Coordenadora do evento, Júlia Flores explicou à CENARIUM que a exposição do poema da escritora Márcia Kambeba, na língua Tupi, falada pelo povo da etnia, visa provocar curiosidade e estranhamento aos visitantes do festival de artes, ao propor o contato entre público e artista sem a mediação da língua portuguesa.

“Por que a gente desconhece completamente as línguas originárias do Brasil? Que coisa é essa que a gente fala, que quer aprender as línguas do mundo inteiro, e não se interessa em olhar para a própria história?”, indaga a coordenadora. “O prédio que a Márcia está intervindo fica na rua Sapucaí, que em Tupi significa ‘rio que grita’. A gente queria fazer esse diálogo com a presença indígena invisibilizada na cidade”, complementa.

Primeira edição da Festa da Luz, em 2021 (Ísis Medeiros/Divulgação)

Festa da Luz

A partir dessa quinta-feira, 11, até o próximo domingo, 4, a “Festa da Luz”, vai transformar Belo Horizonte em um circuito de arte pública. O festival artístico vai apresentar instalações, shows e projeções de vídeo mapping, criadas por artistas internacionais e de todo o Brasil.

- [Enunciado]
De acordo com o trecho sobre a Festa da Luz, o que significa em Tupi o nome da rua Sapucaí? Não é preciso consultar os itens.

- [Dados brutos]
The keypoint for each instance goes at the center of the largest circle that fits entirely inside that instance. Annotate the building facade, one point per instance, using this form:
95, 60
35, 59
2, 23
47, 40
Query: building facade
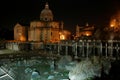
19, 33
84, 31
45, 29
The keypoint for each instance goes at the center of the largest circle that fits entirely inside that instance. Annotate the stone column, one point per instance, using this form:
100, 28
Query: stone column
87, 50
83, 52
106, 48
58, 48
76, 50
66, 48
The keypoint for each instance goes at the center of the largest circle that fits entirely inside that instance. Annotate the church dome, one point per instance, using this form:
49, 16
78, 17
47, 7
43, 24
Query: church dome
46, 14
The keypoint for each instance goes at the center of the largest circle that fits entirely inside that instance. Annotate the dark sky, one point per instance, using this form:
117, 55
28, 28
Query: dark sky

- [Resposta]
Significa ‘rio que grita’.